====== Textauszug ======

Prof. Dr. Walter Schaffartzik, jahrzehntelang leitender Kliniker und heute Geschäftsführer  der Kaiserin-Friedrich-Stiftung, berichtete beim 52. Symposion „Strafrechtliche Risiken des Arztberufs“ über ein Ereignis, das lange zurückliegt, das ihm aber offenbar noch heute Unwohlsein bereitet. Nachdem die Klinik wie gefordert einen Todesfall nach einer Operation der Staatsanwaltschaft gemeldet hatte, ermittelte die Berliner Polizei. Der Arzt wurde als Zeuge zur Aussage aufgefordert. „Ich erinnere mich noch an das blankgeputzte Messingschild, denn zu meiner Überraschung stand dort ,Mordkommission‘ drauf“, so Prof. Schaffartzik. Er sei dann ohne rechtsanwaltschaftlichen Beistand vernommen worden und habe alles unterschrieben. Das sei aber etwas, was man heute nicht mehr empfehle.

Oberster Grundsatz: keine Panik!

Das richtige Vorgehen in einem strafrechtlichen Ermittlungsverfahren erläuterte der Fachanwalt für Medizinrecht Dr. Christoph ­Jansen. Sobald ein Arzt Kenntnis von einem Ermittlungsverfahren habe, z.B. durch die Ladung zu einem Verhör bei der Polizei bzw. Staatsanwaltschaft oder gar durch das Erscheinen von Polizei oder Staatsanwaltschaft in Klinik, Praxis oder Privathaus, sollte der Betroffene unbedingt sofort einen Strafverteidiger oder Anwalt einschalten, riet der Düsseldorfer Jurist eindringlich. Dies sei keine Arbeitsbeschaffungsmaßnahme für Rechtsanwälte, stellte er klar. Es sei eine zwingende Notwendigkeit, denn allein der Rechtsanwalt könne Akteneinsicht verlangen. Diese wiederum sei dringend erforderlich, um zu erfahren, was dem Arzt vorgeworfen werde.

======

▶ _Aufgaben_
1. Drucken Sie aus dem Textauszug wörtlich den Abschnitt ab, der mit den Worten „Prof. Dr. Walter“ beginnt, und hören Sie nach den Worten „Grundsatz: keine Panik!“ auf.
2. Beantworten Sie die folgenden Fragen zum Textauszug.
(a) Bei welcher Veranstaltung berichtete Prof. Dr. Walter Schaffartzik von dem Ereignis?
(b) Welches Wort stand auf dem Messingschild, an das er sich erinnert?
(c) Wer kann laut Dr. Christoph Jansen Akteneinsicht verlangen?
3. Fassen Sie den Absatz des Textauszugs, der mit „Das richtige Vorgehen in einem strafrechtlichen Ermittlungsverfahren“ beginnt, als Liste mit seinen wichtigsten Fakten zusammen.

====== Die Datensätze ======

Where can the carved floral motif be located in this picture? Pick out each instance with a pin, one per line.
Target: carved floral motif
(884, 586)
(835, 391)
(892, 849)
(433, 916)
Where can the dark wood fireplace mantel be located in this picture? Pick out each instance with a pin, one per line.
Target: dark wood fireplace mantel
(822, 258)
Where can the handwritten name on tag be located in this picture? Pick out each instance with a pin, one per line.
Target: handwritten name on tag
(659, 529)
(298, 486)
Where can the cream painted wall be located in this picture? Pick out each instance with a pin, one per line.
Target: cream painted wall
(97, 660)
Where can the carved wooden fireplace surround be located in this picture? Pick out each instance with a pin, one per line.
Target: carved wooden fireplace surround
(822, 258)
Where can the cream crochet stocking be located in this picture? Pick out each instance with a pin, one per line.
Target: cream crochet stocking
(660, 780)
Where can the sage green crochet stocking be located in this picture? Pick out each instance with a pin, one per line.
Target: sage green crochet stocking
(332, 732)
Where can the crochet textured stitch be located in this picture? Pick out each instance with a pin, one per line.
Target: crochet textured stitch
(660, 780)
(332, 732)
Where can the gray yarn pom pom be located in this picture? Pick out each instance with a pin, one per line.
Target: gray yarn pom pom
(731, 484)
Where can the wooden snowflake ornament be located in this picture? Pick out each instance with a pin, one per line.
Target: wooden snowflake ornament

======
====== Die Datensätze ======

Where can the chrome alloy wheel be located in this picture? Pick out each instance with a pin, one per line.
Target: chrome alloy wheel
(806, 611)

======
====== Die Datensätze ======

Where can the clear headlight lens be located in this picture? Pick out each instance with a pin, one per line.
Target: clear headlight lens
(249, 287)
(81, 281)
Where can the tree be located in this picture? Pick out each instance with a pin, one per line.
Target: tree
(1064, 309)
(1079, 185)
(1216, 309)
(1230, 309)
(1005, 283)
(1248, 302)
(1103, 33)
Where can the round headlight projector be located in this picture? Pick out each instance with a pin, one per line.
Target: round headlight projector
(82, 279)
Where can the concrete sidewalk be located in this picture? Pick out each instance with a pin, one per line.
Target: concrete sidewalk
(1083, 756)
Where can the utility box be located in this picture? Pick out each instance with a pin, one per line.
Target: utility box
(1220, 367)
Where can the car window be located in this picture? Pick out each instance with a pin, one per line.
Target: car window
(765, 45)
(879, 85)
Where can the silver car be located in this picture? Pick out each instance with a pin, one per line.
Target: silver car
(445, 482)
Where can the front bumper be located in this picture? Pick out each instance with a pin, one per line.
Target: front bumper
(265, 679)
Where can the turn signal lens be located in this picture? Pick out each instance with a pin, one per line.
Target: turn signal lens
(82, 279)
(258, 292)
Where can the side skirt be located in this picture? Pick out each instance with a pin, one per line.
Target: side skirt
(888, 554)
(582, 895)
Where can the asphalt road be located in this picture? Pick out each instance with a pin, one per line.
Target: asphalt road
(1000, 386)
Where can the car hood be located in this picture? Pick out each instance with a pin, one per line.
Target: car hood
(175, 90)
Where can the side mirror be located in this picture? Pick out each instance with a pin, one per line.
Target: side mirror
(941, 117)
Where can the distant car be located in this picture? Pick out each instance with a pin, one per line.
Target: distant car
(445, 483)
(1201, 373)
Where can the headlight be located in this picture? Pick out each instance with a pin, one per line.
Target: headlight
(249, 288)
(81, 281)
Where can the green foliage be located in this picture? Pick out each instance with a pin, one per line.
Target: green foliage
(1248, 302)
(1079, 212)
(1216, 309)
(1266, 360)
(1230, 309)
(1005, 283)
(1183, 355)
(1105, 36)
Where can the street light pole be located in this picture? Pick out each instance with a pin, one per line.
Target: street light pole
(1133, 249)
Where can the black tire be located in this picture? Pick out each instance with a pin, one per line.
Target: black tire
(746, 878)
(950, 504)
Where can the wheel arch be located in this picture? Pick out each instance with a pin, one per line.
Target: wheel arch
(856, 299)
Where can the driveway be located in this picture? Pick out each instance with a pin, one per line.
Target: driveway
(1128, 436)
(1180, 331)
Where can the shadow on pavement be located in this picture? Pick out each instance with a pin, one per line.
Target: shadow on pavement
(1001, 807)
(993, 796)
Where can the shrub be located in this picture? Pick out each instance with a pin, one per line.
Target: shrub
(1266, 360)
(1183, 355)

======

▶ _Lösungen je Aufgabe_
1.
Prof. Dr. Walter Schaffartzik, jahrzehntelang leitender Kliniker und heute Geschäftsführer  der Kaiserin-Friedrich-Stiftung, berichtete beim 52. Symposion „Strafrechtliche Risiken des Arztberufs“ über ein Ereignis, das lange zurückliegt, das ihm aber offenbar noch heute Unwohlsein bereitet. Nachdem die Klinik wie gefordert einen Todesfall nach einer Operation der Staatsanwaltschaft gemeldet hatte, ermittelte die Berliner Polizei. Der Arzt wurde als Zeuge zur Aussage aufgefordert. „Ich erinnere mich noch an das blankgeputzte Messingschild, denn zu meiner Überraschung stand dort ,Mordkommission‘ drauf“, so Prof. Schaffartzik. Er sei dann ohne rechtsanwaltschaftlichen Beistand vernommen worden und habe alles unterschrieben. Das sei aber etwas, was man heute nicht mehr empfehle.

Oberster Grundsatz: keine Panik!

2.
(a) Beim 52. Symposion „Strafrechtliche Risiken des Arztberufs“.
(b) „Mordkommission“.
(c) Allein der Rechtsanwalt.

3.
- Der Düsseldorfer Fachanwalt für Medizinrecht Dr. Christoph Jansen erläuterte das richtige Vorgehen in einem strafrechtlichen Ermittlungsverfahren.
- Sobald ein Arzt von einem Ermittlungsverfahren erfährt, sollte er sofort einen Strafverteidiger oder Anwalt einschalten. Er kann davon etwa durch eine Ladung zum Verhör bei Polizei oder Staatsanwaltschaft erfahren oder dadurch, dass diese in Klinik, Praxis oder Privathaus erscheinen.
- Laut Jansen ist das keine Arbeitsbeschaffungsmaßnahme für Rechtsanwälte, sondern eine zwingende Notwendigkeit.
- Nur der Rechtsanwalt kann Akteneinsicht verlangen.
- Die Akteneinsicht ist dringend erforderlich, damit der Arzt erfährt, was ihm vorgeworfen wird.